作業内容:
#1 抜粋文に基づき、次の問いに答えてください。
(a) 曽野綾子氏の夫は誰か。
(b) 「第三の新人」と呼ばれる作家たちが文壇に登場したのは何年から何年にかけてか。
(c) 遠藤周作が芥川賞を受賞した作品名と回は何か。
#2 抜粋文のうち、「第一次、第二次戦後派作家に対」という語句を含む箇所から書き始め、「の回帰を目的としていました。」まで書いたところで止めて、その範囲を一字も変えずに出力してください。
#3 抜粋文で「第一次、第二次戦後派作家に対し」から始まる段落を、主要な事実を残したまま箇条書きに書き直してください。

抜粋文:
════════════════════

写真:林忠彦写真集 日本の作家(小学館)より 撮影/林忠彦

曽野綾子氏による、「第三の新人」の貴重な個人的エピソードを公開!

大きな反響の中で迎えた2周年。

これまで、川端康成、松本清張、澁澤龍彦、山口瞳……といった昭和の文豪の名作を多数リリースしてきましたが、2周年のテーマは、文学的な大きなムーヴメントとなった「第三の新人」。 今回、「第三の新人」の一人、三浦朱門を夫に持ち、「第三の新人」たちと実際に交流のあった、曽野綾子氏より、エッセイを寄せていただきました。

第三の新人について

第一次、第二次戦後派作家に対し、1953年から1955年にかけて文壇に登場した、「第三の新人」と呼ばれる作家たちがいます。 「悪い仲間」で第29回芥川賞を受賞した安岡章太郎を皮切りに、吉行淳之介(「驟雨」/第31回)、遠藤周作(「白い人」/第33回)、庄野潤三(「プールサイド小景」/第32回)と軒並み芥川賞受賞作家ともなった彼らは、日常的な人間性を描く私小説への回帰を目的としていました。

════════════════════

保存済みのデータエントリ:

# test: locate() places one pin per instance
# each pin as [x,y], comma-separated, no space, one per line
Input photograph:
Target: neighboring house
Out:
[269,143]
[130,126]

════════════════════

各作業の回答:
#1
(a) 三浦朱門
(b) 1953年から1955年にかけて
(c) 「白い人」、第33回

#2
第一次、第二次戦後派作家に対し、1953年から1955年にかけて文壇に登場した、「第三の新人」と呼ばれる作家たちがいます。 「悪い仲間」で第29回芥川賞を受賞した安岡章太郎を皮切りに、吉行淳之介(「驟雨」/第31回)、遠藤周作(「白い人」/第33回)、庄野潤三(「プールサイド小景」/第32回)と軒並み芥川賞受賞作家ともなった彼らは、日常的な人間性を描く私小説への回帰を目的としていました。

#3
- 第一次・第二次戦後派作家に対し、1953年から1955年にかけて文壇に登場した作家たちが「第三の新人」と呼ばれる。
- 安岡章太郎が「悪い仲間」で第29回芥川賞を受賞したのが皮切り。
- 続いて吉行淳之介(「驟雨」/第31回)、庄野潤三(「プールサイド小景」/第32回)、遠藤周作(「白い人」/第33回)も芥川賞を受賞。
- 彼らは日常的な人間性を描く私小説への回帰を目的としていた。